• **TEKS YANG DISEDIAKAN**:

====================

Apakah media tulis elektronik seperti Kompasiana bisa bertahan di tengah situasi sekarang ini? Banyak pembaca mungkin merasakan hal yang sama: ada kekhawatiran bahwa platform ini akan makin tertinggal jika tidak mampu menarik generasi baru.
Siang itu, dengan terik matahari yang begitu menyengat, saya memutuskan mencoba peruntungan mencari koran bekas di Shopping Center Yogyakarta. Sudah lama rasanya tidak mampir ke sana, pusat perbelanjaan buku-buku bekas di samping Malioboro yang masih punya nuansa khas dari masa lalu. Suasana di Shopping Center selalu membawa kenangan, seperti surga bagi pencinta buku dan kolektor benda-benda langka. Siapa tahu ada satu dua kios yang masih menyimpan tumpukan koran bekas.
Setelah masuk, saya menyapa beberapa pedagang dan mulai bertanya, "Mas, di sini ada yang jual koran bekas nggak, ya?" Sang pemilik kios, yang sedang sibuk mengatur buku-buku lamanya, mengangkat kepalanya sambil tersenyum kecil. "Wah, sekarang sudah jarang banget, Mas. Koran bekas di sini hampir nggak ada, paling cuma sisa beberapa lembar buat pembungkus."
Saya pun mencoba kios lain, berharap bisa menemukan koran-koran lawas yang terkumpul di pojok toko. Seorang bapak tua di kios berikutnya malah langsung menggeleng pelan, "Mas, anak-anak muda sekarang sudah pada pegang HP. Jadi yang jualan koran pun ikut susah. Orang sudah jarang yang butuh bacaan cetak kayak dulu." Mendengar jawabannya, saya cuma bisa tertawa kecil sambil berterima kasih.
Dari satu kios ke kios lain, hasilnya sama saja. Akhirnya, saya menyerah dan memutuskan duduk sebentar di tangga Shopping Center, sekadar mengistirahatkan kaki. Sambil meneguk air mineral, saya memandangi orang-orang yang berlalu lalang dengan ponsel di tangan. Dulu, mereka pasti membawa koran atau majalah sebagai teman duduk, tapi sekarang layar ponsel seolah menggantikan segalanya. Di tengah keramaian yang modern, sejenak saya merasa ada yang kosong---seperti kenangan sederhana yang diam-diam hilang di telan teknologi.
Setelah lelah berburu koran bekas di Shopping Center tanpa hasil, saya pulang dengan perasaan yang campur aduk. Di rumah, tiba-tiba saya teringat Kompasiana, tempat yang dulu sering saya kunjungi bukan sebagai penulis, tapi sebagai pembaca setia. Sesekali, saya memang pernah mencoba menulis, dan beruntung beberapa tulisan saya sempat masuk headline. Kompasiana dulu seperti ruang diskusi terbuka yang ramai dengan berbagai opini, kisah, dan cerita yang hangat dari para pengguna yang saling menyapa dan berdiskusi.

====================

[Entri dari kumpulan data anotasi]
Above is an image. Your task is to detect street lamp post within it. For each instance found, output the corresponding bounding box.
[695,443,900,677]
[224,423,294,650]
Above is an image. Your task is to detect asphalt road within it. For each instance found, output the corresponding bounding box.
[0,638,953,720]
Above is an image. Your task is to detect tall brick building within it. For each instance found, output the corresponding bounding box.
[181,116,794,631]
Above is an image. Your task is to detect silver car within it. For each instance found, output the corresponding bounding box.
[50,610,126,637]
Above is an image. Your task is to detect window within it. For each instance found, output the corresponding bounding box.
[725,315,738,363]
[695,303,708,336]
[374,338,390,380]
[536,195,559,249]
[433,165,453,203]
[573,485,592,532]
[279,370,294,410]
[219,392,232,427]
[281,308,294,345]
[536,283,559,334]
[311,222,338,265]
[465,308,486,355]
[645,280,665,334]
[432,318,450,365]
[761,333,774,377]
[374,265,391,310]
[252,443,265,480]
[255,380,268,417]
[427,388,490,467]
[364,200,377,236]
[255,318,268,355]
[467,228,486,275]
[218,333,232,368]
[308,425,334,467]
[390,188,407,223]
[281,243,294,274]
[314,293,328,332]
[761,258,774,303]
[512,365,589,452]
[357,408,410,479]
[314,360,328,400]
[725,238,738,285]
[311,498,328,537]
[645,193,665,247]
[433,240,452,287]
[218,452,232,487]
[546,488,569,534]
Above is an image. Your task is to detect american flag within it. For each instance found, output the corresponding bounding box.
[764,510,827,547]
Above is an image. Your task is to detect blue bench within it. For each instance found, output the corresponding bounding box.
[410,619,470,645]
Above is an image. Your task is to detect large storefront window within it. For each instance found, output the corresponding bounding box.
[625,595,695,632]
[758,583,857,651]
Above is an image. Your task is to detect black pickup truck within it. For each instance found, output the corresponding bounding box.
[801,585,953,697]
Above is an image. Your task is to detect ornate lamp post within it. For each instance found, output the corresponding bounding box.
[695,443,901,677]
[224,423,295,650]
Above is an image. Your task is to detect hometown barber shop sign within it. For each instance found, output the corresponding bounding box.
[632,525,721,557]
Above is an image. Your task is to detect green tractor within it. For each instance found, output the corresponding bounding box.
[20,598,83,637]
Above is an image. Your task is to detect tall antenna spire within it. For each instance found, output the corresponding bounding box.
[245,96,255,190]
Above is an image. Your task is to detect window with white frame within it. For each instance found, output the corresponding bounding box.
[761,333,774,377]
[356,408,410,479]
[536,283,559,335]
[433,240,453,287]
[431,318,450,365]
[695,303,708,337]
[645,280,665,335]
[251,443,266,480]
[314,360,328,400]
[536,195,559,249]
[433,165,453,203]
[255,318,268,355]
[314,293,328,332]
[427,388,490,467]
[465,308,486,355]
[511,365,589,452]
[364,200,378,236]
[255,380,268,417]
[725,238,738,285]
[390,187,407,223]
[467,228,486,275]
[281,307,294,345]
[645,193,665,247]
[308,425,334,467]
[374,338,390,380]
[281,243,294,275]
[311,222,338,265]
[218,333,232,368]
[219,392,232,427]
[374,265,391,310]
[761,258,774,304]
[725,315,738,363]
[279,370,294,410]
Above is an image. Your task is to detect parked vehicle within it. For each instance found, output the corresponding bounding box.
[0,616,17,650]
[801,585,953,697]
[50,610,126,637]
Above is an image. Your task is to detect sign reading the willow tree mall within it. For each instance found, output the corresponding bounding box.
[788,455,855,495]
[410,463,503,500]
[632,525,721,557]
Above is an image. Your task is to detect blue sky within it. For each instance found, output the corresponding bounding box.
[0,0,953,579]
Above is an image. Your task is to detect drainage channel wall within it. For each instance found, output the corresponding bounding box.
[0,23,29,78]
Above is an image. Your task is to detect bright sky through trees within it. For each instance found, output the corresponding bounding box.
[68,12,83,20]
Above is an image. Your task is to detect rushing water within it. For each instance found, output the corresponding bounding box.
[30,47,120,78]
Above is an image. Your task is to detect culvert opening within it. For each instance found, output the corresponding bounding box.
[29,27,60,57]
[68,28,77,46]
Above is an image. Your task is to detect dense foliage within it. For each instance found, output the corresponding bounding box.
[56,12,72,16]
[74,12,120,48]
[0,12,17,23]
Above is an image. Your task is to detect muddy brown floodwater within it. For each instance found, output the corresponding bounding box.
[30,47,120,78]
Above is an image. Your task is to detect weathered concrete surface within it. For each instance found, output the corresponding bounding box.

====================

• **ARAHAN TUGAS**:
Menurut teks yang disediakan, untuk apa sisa beberapa lembar koran bekas di kios pertama yang didatangi?

• **JAWABAN**:
Untuk pembungkus.